To show the lower bound, we will reduce the \(\varDelta \)-communication problem for some \(\varDelta = \varOmega (\root d \of {n})\) to the n-bit adder problem with a d-dimension template. Consider some n-bit adder TAC \({\mathfrak{I}}= (T,U=(F,W),V,\tau )\) such that U is a d-dimension template. The 2n sequence of wildcard positions W of this TAC must be contained in d-dimensional space by the definition of a d-dimension template, and therefore by Lemma 2 there must exist points W(i) for \(i \le n,\) and \(W(n+j)\) for \(j \le n,\) such that \(\varDelta _{W(i), W(n+j)} \ge \lceil \frac{1}{2}\lceil \root d \of {2n}\rceil \rceil - 1 = \varOmega (\root d \of {n}).\) Now consider two n-bit inputs \(a=a_n \ldots a_1\) and \(b=b_n \ldots b_1\) to the adder TAC \({\mathfrak{I}}\) such that: \(a_k = 0\) for any \(k>i\) and any \(k < j,\) and \(a_k = 1\) for any k such that \(j\le k < i.\) Further, let \(b_k = 0\) for all \(k \ne j.\) The remaining bits \(a_i\) and \(a_j\) are unassigned variables of value either 0 or 1. Note that the \(i+1\) bit of \(a + b\) is 1 if and only if \(a_i\) and \(b_j\) are both value 1. This setup constitutes our reduction of the \(\varDelta \)-communication problem to the addition problem as the adder TAC template with the specified bits hardcoded in constitutes a template for the \(\varDelta \)-communication problem that produces the AND of the input bit pair. We now specify explicitly how to generate a communication TAC from a given adder TAC.

▶ [Supplied information]
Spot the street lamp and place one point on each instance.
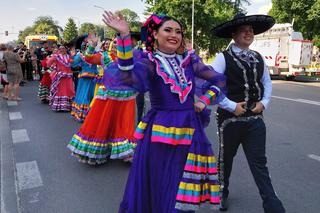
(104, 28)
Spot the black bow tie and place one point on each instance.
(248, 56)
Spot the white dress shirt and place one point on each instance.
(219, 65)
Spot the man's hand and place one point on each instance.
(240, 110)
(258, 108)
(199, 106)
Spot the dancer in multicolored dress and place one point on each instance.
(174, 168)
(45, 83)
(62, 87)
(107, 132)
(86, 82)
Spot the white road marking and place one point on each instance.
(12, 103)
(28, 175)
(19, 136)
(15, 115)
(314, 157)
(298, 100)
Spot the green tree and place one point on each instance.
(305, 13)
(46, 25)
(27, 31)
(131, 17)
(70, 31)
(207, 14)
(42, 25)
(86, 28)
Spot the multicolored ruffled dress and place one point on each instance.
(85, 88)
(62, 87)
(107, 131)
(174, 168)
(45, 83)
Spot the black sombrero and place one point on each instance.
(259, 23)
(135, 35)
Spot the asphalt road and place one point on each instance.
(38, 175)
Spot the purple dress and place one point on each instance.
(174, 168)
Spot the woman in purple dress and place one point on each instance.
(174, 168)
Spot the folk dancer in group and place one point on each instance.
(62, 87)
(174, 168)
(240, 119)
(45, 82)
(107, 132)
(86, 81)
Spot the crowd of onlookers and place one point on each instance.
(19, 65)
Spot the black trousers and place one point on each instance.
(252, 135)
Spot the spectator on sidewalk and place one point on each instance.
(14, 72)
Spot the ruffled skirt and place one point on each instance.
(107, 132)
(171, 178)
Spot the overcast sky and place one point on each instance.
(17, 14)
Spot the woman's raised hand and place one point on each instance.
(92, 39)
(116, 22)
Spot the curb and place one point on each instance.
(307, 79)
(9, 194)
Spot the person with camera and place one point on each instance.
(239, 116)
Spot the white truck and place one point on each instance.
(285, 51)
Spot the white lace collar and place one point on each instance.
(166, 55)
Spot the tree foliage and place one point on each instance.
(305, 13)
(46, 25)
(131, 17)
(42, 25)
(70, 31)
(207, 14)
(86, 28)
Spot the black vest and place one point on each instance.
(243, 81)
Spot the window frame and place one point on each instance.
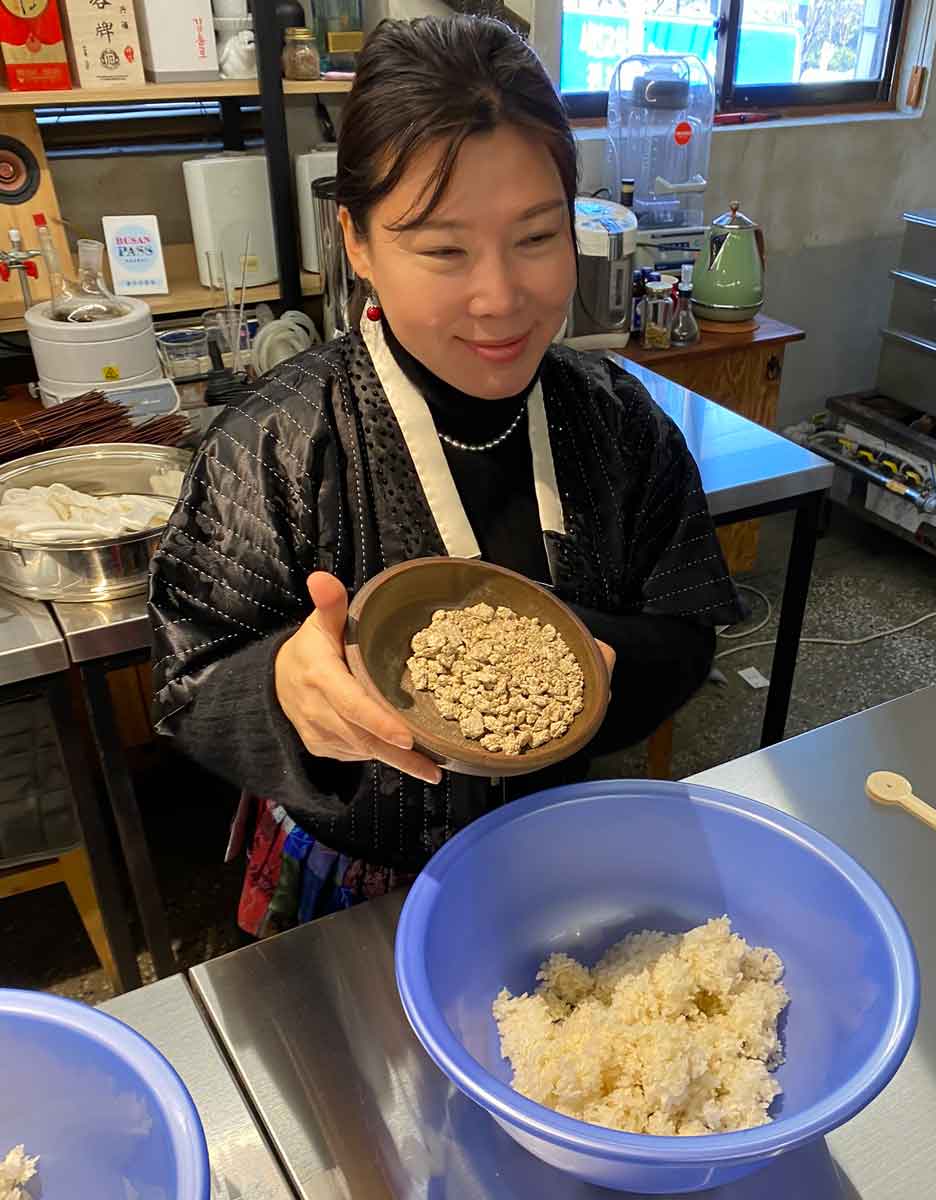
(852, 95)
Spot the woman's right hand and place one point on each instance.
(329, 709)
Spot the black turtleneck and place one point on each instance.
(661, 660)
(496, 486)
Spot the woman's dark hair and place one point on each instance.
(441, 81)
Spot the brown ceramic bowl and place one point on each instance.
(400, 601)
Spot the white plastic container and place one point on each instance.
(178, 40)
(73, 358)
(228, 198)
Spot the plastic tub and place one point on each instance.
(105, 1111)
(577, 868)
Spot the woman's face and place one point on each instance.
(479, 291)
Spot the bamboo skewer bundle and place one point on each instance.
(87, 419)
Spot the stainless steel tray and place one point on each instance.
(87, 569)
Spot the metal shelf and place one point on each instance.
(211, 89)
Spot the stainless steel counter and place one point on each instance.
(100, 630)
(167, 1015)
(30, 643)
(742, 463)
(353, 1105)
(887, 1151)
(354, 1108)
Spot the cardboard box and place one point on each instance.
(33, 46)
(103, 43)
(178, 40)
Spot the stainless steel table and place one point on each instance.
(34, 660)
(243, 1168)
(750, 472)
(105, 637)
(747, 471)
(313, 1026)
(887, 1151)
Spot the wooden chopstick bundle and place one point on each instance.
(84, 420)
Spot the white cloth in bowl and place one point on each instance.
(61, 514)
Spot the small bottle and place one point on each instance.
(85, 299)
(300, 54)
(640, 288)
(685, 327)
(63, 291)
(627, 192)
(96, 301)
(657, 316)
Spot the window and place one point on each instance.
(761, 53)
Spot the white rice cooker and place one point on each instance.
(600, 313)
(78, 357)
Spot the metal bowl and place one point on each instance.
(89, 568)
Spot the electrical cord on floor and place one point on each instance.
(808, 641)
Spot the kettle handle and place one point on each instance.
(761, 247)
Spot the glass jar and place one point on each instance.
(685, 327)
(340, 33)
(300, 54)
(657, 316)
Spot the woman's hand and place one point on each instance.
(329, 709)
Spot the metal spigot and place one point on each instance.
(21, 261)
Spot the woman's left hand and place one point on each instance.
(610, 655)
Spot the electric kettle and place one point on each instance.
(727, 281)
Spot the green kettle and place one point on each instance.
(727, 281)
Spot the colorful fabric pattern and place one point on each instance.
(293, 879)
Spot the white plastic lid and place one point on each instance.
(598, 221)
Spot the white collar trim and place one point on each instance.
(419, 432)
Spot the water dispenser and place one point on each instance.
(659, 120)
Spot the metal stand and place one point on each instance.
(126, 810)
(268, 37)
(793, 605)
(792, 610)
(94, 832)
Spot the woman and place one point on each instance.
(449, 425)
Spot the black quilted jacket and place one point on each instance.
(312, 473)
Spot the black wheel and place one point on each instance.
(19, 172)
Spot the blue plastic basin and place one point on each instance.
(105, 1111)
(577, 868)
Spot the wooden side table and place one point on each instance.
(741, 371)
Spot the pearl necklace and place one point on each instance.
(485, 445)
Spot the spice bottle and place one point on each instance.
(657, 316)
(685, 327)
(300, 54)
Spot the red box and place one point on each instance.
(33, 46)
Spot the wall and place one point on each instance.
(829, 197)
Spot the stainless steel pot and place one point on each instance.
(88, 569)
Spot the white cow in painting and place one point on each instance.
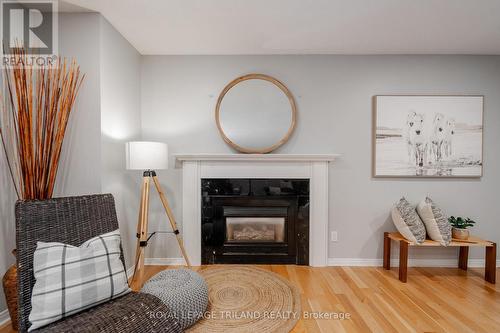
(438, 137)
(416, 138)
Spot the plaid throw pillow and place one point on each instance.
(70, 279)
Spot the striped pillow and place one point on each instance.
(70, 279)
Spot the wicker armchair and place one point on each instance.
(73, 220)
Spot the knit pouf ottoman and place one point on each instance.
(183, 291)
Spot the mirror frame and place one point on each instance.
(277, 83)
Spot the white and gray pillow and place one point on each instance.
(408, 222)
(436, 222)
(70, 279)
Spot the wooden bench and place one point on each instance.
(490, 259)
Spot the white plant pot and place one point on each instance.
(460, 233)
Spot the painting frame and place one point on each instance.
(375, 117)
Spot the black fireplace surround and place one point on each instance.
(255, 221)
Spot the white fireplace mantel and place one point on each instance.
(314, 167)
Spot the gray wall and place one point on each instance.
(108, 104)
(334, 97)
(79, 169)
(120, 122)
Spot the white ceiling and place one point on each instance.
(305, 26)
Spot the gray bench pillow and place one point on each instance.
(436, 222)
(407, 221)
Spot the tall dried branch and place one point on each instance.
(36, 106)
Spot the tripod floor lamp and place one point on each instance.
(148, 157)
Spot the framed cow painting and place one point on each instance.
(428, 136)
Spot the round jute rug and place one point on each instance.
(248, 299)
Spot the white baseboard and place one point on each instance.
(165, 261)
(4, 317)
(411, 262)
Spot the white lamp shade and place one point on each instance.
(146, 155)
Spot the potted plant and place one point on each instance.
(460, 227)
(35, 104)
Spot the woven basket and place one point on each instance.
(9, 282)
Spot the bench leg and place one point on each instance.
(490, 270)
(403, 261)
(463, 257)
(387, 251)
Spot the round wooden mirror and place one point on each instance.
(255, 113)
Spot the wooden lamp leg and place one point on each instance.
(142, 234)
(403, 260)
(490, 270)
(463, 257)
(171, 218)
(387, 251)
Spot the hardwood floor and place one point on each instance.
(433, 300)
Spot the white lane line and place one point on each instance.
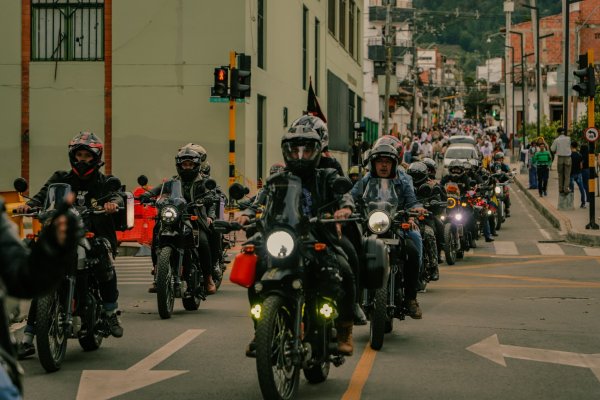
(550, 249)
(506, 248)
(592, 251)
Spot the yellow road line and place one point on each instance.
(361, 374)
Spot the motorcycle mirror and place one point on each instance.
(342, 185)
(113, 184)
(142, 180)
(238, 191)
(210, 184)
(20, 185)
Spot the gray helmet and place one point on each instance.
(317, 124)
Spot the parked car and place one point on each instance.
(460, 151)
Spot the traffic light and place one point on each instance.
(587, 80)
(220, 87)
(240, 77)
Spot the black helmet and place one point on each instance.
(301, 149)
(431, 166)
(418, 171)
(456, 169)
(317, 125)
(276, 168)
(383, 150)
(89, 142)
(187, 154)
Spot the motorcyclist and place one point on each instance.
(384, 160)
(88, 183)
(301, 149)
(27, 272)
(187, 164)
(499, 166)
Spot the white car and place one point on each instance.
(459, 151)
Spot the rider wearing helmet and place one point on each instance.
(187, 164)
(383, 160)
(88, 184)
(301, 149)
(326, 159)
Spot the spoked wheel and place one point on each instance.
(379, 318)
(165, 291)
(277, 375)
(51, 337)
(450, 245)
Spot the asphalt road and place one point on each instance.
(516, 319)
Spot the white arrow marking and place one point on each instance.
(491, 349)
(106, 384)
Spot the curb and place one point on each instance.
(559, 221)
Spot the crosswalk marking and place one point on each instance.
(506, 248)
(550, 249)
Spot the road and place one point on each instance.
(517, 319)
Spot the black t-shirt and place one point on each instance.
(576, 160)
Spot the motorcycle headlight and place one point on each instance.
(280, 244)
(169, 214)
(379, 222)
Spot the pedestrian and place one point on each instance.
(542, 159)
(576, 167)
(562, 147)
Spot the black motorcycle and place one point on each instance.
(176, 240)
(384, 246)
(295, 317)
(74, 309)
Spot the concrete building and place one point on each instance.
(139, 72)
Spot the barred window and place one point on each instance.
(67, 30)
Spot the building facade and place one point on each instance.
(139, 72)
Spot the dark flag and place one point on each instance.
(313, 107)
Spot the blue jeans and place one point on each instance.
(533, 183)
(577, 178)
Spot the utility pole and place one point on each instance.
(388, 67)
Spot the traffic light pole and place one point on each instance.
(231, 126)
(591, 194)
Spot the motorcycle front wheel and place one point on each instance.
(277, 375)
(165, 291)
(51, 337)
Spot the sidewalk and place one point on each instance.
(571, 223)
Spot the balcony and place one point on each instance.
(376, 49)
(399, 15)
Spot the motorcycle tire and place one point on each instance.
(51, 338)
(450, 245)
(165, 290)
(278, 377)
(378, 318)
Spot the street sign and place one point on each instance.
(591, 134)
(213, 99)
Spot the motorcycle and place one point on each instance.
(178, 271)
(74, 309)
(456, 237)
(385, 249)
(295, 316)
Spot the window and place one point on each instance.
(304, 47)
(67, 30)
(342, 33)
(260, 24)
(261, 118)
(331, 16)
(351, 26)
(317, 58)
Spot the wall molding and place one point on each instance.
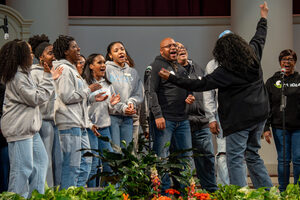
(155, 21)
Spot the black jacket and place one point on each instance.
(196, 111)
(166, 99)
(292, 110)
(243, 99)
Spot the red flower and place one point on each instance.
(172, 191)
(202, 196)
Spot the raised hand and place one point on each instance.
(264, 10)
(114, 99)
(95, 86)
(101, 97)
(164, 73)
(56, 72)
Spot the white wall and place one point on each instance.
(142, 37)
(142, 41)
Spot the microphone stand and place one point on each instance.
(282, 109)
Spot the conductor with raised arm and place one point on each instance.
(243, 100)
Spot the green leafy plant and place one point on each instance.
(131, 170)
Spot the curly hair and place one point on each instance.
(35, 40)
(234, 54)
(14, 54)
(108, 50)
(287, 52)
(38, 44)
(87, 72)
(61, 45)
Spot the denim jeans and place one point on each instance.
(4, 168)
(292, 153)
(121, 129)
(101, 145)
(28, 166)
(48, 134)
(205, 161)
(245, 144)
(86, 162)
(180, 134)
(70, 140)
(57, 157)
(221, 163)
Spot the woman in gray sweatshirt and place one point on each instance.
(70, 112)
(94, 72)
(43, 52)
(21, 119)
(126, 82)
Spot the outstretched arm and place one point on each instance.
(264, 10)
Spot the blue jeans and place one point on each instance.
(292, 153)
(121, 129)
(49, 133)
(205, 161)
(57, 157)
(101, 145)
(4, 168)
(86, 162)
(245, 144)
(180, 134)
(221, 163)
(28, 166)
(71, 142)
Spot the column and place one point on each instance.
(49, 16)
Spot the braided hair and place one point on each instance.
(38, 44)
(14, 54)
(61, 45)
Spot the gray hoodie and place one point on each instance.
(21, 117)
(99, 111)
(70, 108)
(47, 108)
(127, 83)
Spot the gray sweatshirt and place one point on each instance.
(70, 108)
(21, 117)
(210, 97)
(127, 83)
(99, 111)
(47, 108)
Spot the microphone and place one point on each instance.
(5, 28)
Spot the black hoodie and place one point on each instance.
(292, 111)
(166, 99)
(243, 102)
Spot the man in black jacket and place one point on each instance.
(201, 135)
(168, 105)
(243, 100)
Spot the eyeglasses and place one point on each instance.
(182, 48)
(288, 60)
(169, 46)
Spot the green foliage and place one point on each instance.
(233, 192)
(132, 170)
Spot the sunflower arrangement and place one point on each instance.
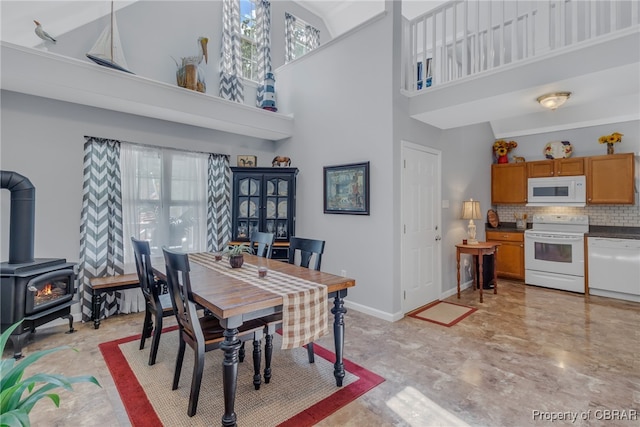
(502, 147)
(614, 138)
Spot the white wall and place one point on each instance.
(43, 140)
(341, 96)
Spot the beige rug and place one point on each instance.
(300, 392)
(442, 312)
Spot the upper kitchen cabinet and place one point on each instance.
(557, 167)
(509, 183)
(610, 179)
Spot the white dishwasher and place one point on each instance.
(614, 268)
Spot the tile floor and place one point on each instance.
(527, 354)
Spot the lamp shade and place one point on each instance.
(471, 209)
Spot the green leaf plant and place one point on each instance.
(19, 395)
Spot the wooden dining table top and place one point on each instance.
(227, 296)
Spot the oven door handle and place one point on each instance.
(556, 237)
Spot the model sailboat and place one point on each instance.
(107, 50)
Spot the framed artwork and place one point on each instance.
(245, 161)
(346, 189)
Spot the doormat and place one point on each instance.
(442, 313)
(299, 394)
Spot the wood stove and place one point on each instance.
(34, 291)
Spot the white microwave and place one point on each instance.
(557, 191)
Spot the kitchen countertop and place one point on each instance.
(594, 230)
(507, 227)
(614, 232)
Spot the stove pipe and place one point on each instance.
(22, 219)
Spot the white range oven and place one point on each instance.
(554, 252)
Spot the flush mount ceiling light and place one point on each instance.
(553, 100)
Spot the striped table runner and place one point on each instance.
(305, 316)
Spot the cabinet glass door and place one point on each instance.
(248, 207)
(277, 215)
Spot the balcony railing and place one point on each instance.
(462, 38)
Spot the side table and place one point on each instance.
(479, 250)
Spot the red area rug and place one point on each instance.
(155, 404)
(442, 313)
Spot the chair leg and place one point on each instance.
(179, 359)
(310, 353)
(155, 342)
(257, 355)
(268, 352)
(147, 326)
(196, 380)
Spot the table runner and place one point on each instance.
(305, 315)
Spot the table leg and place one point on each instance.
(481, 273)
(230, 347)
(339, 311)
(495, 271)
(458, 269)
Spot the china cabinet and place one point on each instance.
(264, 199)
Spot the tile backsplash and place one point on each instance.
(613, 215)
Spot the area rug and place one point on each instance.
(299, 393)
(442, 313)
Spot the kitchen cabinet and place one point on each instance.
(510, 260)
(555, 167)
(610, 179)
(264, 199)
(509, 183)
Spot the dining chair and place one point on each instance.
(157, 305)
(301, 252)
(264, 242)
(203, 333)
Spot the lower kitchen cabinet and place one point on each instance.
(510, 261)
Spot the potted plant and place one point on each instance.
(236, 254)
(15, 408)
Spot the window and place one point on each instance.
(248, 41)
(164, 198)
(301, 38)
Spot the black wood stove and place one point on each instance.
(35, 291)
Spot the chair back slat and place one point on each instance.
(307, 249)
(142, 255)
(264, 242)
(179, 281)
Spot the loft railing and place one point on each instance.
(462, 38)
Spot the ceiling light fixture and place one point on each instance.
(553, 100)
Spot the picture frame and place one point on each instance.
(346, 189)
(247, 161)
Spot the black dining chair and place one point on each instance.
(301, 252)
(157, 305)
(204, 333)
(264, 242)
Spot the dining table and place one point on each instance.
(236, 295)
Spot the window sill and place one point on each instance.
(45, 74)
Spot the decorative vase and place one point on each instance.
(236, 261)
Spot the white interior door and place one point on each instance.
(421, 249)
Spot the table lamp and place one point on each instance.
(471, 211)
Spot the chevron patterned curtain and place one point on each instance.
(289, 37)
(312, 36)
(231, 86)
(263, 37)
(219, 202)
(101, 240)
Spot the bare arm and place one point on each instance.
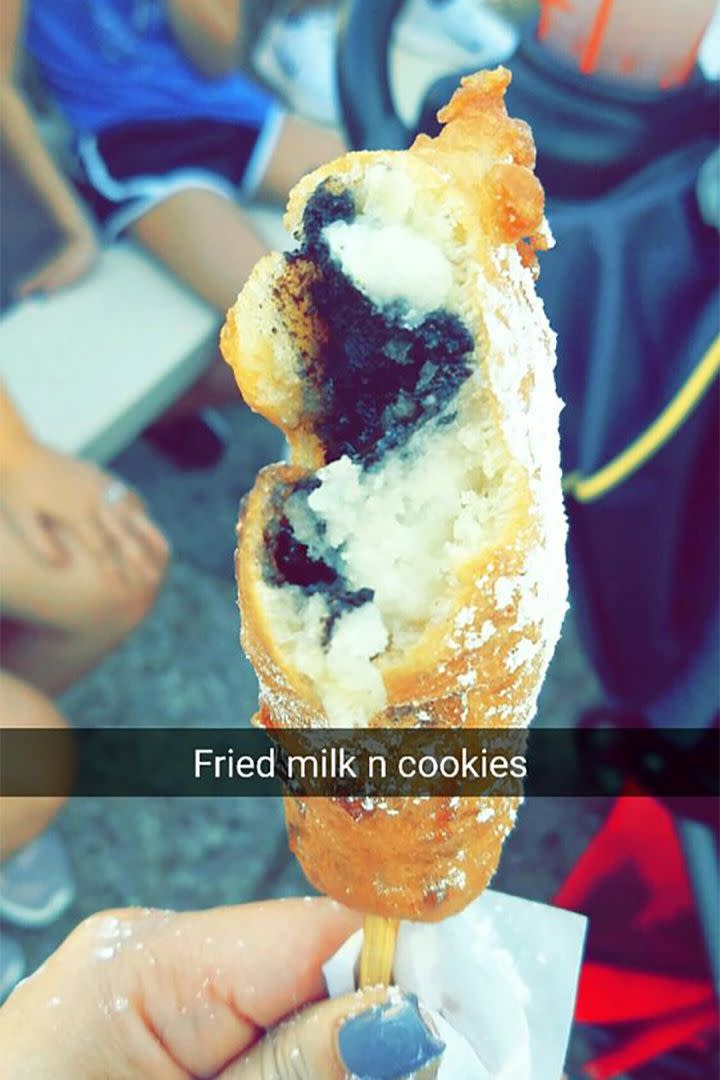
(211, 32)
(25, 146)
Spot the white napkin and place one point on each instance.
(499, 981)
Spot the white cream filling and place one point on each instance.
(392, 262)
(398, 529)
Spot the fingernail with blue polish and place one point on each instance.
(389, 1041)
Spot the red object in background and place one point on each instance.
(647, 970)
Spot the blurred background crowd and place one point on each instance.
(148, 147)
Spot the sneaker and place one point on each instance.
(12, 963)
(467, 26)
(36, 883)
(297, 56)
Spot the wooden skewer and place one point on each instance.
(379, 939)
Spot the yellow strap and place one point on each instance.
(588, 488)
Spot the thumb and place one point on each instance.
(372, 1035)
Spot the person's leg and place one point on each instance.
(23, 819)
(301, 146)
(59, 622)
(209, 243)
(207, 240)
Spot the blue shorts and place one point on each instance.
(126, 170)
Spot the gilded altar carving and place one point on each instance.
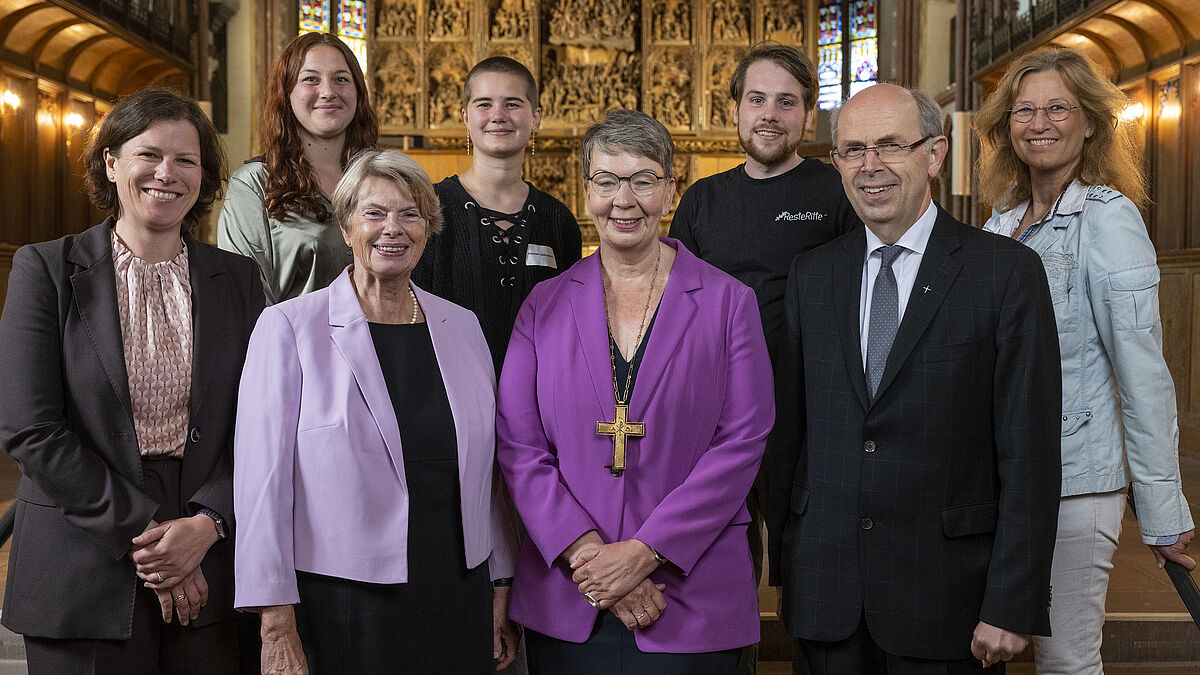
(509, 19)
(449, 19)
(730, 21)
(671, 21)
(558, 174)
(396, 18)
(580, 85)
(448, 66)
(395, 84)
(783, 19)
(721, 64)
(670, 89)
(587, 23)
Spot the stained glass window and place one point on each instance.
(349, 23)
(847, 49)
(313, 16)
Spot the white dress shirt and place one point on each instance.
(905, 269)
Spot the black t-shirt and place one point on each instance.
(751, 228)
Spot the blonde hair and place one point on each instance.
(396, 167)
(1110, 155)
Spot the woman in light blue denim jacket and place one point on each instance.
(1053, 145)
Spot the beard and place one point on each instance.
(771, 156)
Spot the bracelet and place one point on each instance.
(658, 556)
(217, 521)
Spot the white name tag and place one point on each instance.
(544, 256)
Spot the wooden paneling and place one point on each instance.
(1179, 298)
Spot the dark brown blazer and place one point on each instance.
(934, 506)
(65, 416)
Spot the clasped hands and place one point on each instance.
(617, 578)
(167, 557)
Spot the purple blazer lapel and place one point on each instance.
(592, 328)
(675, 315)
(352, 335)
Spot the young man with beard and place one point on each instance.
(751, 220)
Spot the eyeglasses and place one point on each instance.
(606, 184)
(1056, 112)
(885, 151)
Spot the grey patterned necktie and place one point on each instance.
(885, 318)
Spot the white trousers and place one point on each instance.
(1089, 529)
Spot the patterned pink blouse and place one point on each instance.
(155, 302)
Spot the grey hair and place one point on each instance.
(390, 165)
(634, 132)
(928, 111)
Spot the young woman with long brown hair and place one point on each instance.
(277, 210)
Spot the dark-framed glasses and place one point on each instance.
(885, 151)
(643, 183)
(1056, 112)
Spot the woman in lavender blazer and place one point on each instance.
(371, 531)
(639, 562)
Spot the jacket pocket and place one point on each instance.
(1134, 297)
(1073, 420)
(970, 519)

▶ [Written request] Check each statement against the lower-bound proof and mark it yes or no, quoting the words from the proof that decide it. (a) The sequence of wildcard positions W holds 2n positions. (b) Every bit of b other than b_j is set to 1. (c) The proof says it will next show how to build an adder TAC from a given communication TAC.

▶ [Reply]
(a) Yes: "The 2n sequence of wildcard positions W of this TAC must be contained in d-dimensional space"
(b) No: "let \(b_k = 0\) for all \(k \ne j.\)"
(c) No: "We now specify explicitly how to generate a communication TAC from a given adder TAC."